What to do => Would you print the lines below exactly, beginning at the line that has "Category: floating leaf" and stopping after the line that has "Category: waterway"? Only those lines, and no pictures.

Data extract =>
————

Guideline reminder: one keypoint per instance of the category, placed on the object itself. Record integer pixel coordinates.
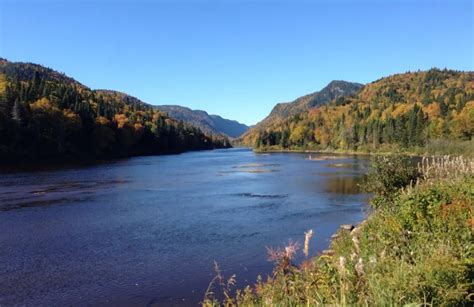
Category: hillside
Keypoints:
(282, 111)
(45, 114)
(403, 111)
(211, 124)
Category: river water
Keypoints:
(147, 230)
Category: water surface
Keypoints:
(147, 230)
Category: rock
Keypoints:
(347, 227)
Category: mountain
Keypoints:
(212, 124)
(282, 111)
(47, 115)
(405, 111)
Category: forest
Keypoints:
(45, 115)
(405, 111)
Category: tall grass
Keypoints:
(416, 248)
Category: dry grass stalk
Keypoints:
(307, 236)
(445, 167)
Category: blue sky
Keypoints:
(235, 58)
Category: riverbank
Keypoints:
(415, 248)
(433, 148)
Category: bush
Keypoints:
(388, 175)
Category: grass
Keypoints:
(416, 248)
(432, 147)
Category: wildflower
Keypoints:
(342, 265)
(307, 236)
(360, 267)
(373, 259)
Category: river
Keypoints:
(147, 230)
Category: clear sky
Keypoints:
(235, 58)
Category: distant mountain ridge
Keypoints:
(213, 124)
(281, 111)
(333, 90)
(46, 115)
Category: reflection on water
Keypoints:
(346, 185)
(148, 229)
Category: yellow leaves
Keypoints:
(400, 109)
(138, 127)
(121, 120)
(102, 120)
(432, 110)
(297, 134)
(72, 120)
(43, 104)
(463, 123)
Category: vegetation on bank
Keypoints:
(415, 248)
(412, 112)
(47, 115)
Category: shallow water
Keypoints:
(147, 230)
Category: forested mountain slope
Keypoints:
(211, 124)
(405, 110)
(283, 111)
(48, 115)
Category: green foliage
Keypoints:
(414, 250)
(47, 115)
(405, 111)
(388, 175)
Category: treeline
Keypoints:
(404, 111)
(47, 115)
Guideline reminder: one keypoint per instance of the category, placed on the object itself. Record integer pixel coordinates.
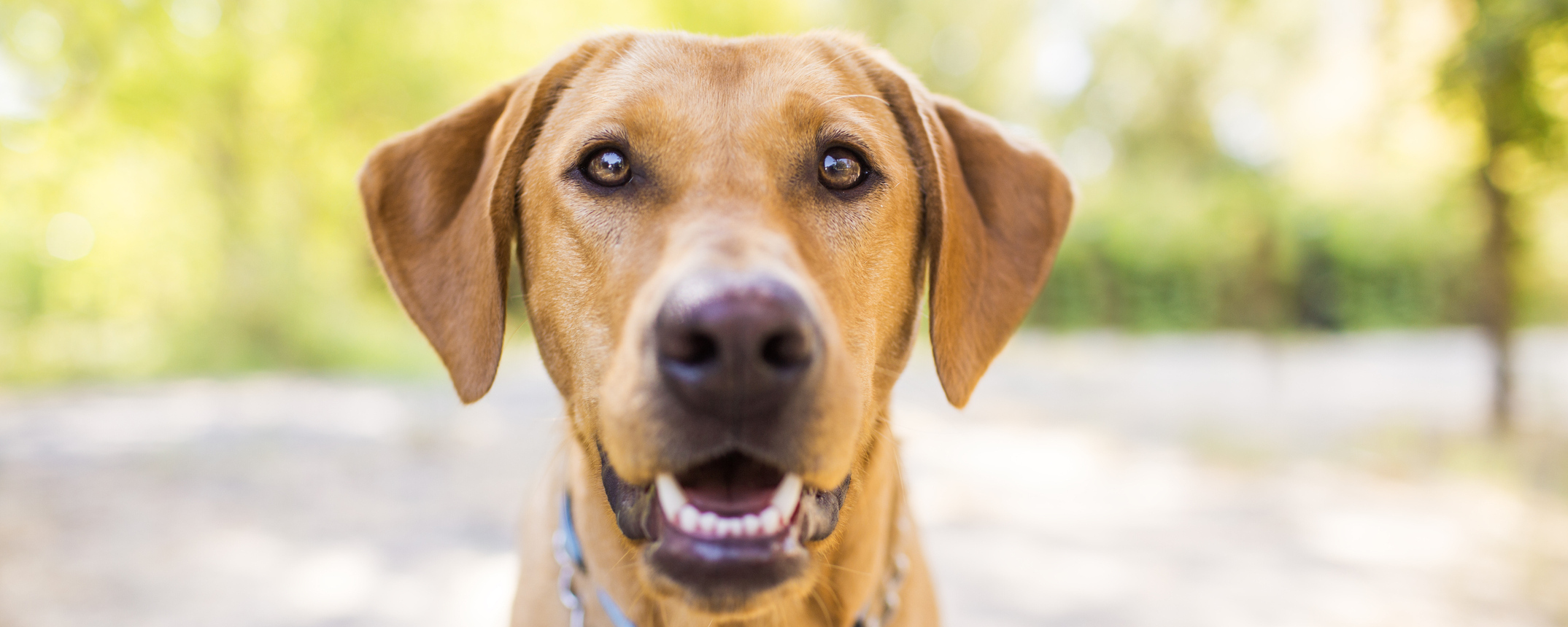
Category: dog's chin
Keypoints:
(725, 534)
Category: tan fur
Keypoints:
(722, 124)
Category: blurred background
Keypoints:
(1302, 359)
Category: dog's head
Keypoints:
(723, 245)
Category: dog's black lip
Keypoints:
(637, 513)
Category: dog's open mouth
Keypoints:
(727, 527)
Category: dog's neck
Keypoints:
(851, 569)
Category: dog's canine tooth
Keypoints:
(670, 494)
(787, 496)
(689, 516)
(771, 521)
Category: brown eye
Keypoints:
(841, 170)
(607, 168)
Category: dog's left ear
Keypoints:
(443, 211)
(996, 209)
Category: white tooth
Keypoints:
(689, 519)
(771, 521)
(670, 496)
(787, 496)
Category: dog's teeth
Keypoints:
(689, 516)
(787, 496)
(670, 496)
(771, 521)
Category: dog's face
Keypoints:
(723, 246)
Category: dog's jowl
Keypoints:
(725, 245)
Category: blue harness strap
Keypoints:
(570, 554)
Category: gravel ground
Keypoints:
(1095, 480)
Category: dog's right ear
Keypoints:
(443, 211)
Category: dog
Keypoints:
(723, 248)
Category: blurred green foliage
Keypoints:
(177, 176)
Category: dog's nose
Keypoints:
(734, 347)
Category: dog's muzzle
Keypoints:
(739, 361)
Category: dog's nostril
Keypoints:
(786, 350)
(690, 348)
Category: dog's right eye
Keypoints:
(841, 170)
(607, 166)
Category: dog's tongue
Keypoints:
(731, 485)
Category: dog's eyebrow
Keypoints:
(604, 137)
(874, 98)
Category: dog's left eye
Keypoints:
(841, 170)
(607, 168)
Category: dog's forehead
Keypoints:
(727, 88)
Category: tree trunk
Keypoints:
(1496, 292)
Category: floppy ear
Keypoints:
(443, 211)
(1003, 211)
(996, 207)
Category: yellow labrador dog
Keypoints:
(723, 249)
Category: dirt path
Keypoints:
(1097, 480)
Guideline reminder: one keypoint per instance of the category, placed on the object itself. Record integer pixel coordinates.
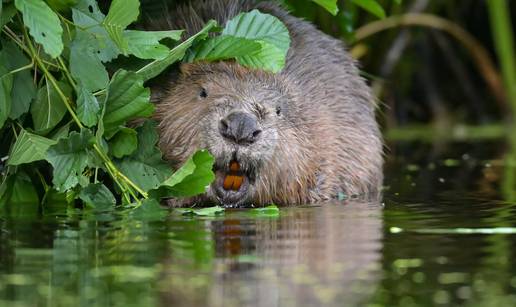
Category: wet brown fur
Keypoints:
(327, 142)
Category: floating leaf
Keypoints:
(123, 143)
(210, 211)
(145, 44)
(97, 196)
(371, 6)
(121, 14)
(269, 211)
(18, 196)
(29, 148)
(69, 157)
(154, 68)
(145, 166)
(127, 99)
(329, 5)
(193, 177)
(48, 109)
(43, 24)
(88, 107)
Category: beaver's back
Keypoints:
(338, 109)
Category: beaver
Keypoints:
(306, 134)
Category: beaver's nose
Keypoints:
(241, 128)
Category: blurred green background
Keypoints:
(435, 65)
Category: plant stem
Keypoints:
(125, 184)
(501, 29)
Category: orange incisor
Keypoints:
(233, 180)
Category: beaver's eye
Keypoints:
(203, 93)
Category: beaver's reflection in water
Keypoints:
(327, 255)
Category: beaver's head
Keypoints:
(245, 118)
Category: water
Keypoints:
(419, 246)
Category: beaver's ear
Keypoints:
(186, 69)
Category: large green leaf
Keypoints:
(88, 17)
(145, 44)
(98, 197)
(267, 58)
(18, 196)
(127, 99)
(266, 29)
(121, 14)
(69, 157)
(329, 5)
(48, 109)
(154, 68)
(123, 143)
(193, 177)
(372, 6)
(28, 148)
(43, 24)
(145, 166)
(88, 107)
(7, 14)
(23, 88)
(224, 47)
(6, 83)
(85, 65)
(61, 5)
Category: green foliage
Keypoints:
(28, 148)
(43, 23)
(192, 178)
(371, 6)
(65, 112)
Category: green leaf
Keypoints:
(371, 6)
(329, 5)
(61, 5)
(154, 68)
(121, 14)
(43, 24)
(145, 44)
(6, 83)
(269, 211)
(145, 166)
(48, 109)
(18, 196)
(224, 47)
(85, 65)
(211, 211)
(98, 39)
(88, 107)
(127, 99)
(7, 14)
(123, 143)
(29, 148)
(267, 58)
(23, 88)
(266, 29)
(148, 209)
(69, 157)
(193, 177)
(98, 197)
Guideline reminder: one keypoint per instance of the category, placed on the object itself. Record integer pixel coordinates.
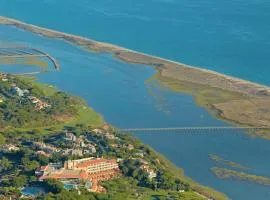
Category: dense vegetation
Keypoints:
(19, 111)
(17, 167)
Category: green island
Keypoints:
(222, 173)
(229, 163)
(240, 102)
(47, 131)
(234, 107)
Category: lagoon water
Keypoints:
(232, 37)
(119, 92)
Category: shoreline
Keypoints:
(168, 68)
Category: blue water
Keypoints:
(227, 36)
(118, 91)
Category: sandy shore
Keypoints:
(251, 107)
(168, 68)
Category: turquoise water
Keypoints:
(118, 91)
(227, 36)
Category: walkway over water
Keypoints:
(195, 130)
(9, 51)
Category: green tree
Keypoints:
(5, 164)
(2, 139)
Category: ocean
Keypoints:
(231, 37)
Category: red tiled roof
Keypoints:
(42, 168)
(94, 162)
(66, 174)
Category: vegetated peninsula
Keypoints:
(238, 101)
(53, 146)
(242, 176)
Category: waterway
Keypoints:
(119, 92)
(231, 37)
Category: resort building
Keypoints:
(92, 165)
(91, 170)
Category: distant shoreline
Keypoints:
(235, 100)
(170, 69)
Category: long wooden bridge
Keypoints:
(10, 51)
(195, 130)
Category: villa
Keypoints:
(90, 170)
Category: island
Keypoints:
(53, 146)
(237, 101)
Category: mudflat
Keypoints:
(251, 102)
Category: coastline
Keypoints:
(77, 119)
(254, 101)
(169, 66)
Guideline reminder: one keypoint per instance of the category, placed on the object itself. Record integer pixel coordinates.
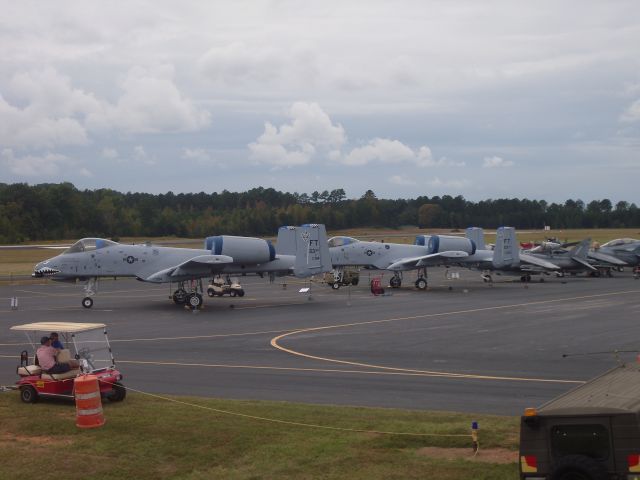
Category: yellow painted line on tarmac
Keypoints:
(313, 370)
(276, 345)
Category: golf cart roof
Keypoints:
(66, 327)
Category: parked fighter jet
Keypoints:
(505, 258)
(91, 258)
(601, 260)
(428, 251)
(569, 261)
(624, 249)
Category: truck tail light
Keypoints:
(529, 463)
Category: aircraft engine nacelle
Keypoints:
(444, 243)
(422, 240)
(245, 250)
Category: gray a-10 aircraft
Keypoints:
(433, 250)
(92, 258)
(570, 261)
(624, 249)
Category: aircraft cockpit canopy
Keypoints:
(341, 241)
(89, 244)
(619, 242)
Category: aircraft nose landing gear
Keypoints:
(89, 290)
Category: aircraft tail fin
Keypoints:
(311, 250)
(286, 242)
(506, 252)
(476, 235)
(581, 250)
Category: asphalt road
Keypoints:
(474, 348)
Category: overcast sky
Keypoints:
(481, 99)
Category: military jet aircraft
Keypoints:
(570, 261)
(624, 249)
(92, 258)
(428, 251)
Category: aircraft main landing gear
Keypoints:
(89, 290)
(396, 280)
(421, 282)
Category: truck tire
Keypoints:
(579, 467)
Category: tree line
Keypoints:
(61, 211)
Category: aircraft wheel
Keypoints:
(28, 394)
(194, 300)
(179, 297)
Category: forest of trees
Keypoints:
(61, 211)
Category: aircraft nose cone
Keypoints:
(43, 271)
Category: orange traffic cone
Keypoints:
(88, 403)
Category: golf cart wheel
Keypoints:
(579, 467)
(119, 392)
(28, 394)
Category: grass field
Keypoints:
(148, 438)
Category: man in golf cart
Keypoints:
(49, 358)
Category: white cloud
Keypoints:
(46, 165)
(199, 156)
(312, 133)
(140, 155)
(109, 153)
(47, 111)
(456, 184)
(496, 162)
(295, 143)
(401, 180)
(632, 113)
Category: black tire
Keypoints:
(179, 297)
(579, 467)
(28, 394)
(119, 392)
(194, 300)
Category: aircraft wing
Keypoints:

————

Result =>
Category: floating leaf
Keypoints:
(123, 143)
(210, 211)
(145, 44)
(97, 196)
(371, 6)
(121, 14)
(269, 211)
(18, 196)
(29, 148)
(69, 157)
(154, 68)
(145, 166)
(127, 99)
(329, 5)
(193, 177)
(48, 109)
(43, 24)
(88, 107)
Category: beaver's back
Keypoints:
(338, 109)
Category: beaver
Keypoints:
(306, 134)
Category: beaver's nose
Keypoints:
(241, 128)
Category: blurred green background
Keypoints:
(435, 65)
Category: plant stem
Keypoints:
(125, 184)
(501, 29)
Category: orange incisor
Keypoints:
(233, 180)
Category: beaver's eye
Keypoints:
(203, 93)
Category: beaver's reflection in water
Keypoints:
(327, 255)
Category: beaver's head
Keypoints:
(245, 118)
Category: water
Keypoints:
(419, 246)
Category: beaver's ear
Keypoints:
(186, 69)
Category: large green leaf
Keypoints:
(88, 17)
(145, 44)
(98, 197)
(267, 58)
(18, 196)
(127, 99)
(266, 29)
(121, 14)
(69, 157)
(329, 5)
(48, 109)
(154, 68)
(123, 143)
(193, 177)
(372, 6)
(28, 148)
(43, 24)
(145, 166)
(88, 107)
(7, 14)
(23, 88)
(224, 47)
(6, 83)
(85, 65)
(61, 5)
Category: green foliage
Keypoints:
(28, 148)
(43, 23)
(192, 178)
(371, 6)
(65, 112)
Category: green leaf
Keypoints:
(371, 6)
(329, 5)
(61, 5)
(154, 68)
(121, 14)
(43, 24)
(145, 44)
(6, 83)
(269, 211)
(145, 166)
(48, 109)
(18, 196)
(224, 47)
(85, 65)
(211, 211)
(98, 39)
(88, 107)
(127, 99)
(7, 14)
(123, 143)
(29, 148)
(267, 58)
(23, 88)
(266, 29)
(148, 209)
(69, 157)
(193, 177)
(98, 197)
Guideline reminder: one keypoint per instance of the category, placed on the object itself. Record integer pixel coordinates.
Category: dense vegetation
Keypoints:
(19, 111)
(17, 167)
Category: green island
Keypoints:
(222, 173)
(229, 163)
(240, 102)
(47, 131)
(234, 107)
Category: lagoon water
Keypoints:
(232, 37)
(119, 92)
Category: shoreline
Keypoints:
(168, 68)
Category: blue water
Keypoints:
(227, 36)
(118, 91)
Category: sandy shore
Keypoints:
(251, 107)
(168, 68)
Category: turquoise water
Keypoints:
(118, 91)
(227, 36)
Category: walkway over water
Keypoints:
(195, 130)
(9, 51)
Category: green tree
Keypoints:
(5, 164)
(2, 139)
Category: ocean
Keypoints:
(231, 37)
Category: red tiled roof
Keypoints:
(42, 168)
(94, 162)
(66, 174)
Category: vegetated peninsula
Keypoints:
(238, 101)
(53, 146)
(242, 176)
Category: waterway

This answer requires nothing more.